## EXERCISE
Below are records; copy exactly the line containing "Target: cardboard box" and every line after it, through the last.

* * *

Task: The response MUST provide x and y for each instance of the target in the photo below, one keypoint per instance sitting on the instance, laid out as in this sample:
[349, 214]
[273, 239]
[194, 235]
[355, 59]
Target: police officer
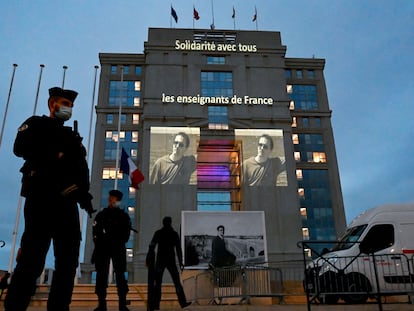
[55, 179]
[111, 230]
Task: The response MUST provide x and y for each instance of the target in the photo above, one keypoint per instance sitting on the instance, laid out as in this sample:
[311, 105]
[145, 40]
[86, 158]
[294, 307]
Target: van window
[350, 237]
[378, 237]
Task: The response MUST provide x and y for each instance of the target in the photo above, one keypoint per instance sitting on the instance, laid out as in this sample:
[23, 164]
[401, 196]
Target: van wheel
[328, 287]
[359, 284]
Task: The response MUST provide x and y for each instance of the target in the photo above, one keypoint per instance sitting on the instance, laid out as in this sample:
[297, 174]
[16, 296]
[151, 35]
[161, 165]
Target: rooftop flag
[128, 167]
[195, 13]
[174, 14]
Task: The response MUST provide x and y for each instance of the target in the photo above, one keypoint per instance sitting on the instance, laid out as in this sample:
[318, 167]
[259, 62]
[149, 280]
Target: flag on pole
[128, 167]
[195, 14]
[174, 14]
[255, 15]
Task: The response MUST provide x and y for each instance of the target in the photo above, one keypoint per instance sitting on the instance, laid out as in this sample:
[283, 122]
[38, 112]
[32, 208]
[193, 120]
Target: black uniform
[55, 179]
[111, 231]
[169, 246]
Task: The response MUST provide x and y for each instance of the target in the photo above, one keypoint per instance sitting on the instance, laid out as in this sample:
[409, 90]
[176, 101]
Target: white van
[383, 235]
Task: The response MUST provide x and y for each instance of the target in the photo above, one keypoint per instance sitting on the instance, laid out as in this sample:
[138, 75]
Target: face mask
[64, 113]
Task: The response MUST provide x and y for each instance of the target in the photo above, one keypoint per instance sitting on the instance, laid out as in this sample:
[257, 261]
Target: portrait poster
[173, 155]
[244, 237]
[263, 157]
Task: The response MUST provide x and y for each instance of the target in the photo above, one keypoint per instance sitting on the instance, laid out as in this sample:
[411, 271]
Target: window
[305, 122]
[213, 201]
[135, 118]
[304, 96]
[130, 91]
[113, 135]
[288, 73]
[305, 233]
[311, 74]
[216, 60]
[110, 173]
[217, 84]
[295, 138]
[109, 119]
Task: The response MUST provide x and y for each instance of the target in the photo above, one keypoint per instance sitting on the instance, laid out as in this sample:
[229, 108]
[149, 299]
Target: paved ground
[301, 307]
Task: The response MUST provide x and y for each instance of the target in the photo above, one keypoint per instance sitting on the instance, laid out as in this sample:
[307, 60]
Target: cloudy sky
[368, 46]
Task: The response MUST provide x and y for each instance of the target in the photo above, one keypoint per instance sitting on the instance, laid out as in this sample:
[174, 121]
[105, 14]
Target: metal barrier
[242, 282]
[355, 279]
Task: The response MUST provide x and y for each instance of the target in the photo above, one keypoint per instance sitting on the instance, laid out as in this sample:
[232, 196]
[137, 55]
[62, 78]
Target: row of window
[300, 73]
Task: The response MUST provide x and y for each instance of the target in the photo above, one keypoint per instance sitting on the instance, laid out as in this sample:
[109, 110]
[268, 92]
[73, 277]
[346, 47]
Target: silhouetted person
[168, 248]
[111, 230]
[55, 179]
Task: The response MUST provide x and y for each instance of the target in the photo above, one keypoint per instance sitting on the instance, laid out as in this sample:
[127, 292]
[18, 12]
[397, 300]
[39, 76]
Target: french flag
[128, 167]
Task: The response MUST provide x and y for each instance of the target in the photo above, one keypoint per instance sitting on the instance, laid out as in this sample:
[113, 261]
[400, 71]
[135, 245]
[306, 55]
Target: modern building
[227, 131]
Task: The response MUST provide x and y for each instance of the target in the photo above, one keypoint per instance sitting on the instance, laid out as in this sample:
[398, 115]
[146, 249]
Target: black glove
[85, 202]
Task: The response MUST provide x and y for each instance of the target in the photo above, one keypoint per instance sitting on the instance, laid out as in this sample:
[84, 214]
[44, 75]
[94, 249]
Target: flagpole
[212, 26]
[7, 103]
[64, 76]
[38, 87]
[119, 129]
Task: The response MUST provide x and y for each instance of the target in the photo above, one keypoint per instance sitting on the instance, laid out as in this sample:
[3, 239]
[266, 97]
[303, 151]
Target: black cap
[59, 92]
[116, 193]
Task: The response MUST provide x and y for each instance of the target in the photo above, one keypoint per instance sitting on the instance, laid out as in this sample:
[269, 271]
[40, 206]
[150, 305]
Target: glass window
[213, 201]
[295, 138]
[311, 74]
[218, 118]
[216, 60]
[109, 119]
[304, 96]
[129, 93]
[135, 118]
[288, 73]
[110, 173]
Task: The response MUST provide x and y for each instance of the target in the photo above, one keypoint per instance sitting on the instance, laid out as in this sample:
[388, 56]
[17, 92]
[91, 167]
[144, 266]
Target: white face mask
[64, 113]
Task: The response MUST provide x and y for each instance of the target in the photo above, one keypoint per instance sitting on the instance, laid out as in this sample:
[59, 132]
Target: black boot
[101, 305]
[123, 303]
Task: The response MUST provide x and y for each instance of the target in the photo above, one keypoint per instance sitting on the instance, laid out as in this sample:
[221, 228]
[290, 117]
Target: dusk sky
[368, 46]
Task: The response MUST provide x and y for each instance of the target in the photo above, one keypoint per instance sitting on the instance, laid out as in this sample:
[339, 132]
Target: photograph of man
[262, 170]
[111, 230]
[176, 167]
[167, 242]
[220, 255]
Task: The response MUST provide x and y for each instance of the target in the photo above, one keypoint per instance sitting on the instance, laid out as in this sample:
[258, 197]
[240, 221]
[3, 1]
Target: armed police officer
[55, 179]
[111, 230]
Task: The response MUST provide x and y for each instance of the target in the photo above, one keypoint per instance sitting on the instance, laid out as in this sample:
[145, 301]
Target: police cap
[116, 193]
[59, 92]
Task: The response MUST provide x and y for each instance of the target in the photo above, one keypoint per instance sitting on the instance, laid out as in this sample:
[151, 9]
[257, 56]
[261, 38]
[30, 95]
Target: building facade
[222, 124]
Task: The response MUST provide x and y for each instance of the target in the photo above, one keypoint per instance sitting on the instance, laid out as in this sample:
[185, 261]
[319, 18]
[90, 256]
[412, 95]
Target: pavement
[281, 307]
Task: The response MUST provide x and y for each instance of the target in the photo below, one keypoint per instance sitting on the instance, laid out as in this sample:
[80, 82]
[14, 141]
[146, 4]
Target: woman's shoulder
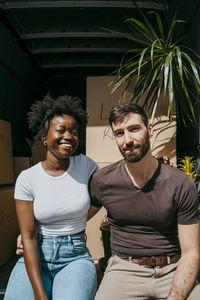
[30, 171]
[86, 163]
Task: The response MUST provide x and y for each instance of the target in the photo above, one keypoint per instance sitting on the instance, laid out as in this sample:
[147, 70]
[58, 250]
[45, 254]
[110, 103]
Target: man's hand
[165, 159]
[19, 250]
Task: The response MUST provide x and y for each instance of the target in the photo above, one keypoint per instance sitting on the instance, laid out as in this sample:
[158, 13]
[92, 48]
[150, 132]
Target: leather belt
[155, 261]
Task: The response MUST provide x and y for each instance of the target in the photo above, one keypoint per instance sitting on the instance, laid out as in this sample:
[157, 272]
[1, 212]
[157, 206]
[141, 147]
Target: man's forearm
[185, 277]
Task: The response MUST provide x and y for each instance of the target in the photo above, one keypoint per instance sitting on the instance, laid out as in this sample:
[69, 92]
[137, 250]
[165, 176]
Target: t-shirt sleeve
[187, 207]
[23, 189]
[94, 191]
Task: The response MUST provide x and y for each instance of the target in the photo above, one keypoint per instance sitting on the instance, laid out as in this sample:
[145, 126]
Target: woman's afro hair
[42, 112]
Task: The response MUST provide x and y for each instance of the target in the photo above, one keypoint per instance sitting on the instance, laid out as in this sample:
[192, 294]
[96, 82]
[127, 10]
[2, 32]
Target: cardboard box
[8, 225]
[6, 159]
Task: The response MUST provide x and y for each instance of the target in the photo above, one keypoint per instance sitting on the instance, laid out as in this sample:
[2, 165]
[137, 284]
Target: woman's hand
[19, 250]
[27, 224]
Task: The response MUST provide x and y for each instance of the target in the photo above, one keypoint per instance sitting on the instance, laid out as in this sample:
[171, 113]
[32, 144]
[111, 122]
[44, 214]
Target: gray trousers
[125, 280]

* * *

## TASK RESPONSE
Target: cardboard box
[8, 225]
[6, 159]
Task: The response MUST provide x and y for each instance of the target in the photo above, one keypoint per instance sitting on the instance, laid out as in this sample:
[2, 165]
[137, 284]
Target: woman's hand
[19, 250]
[27, 224]
Task: The response MUST provide x and y for each instance of the target in the photo above, one keypoint per instance sitting on the instance, laid out as in this sample:
[171, 113]
[32, 144]
[111, 122]
[44, 214]
Target: gray trousers
[125, 280]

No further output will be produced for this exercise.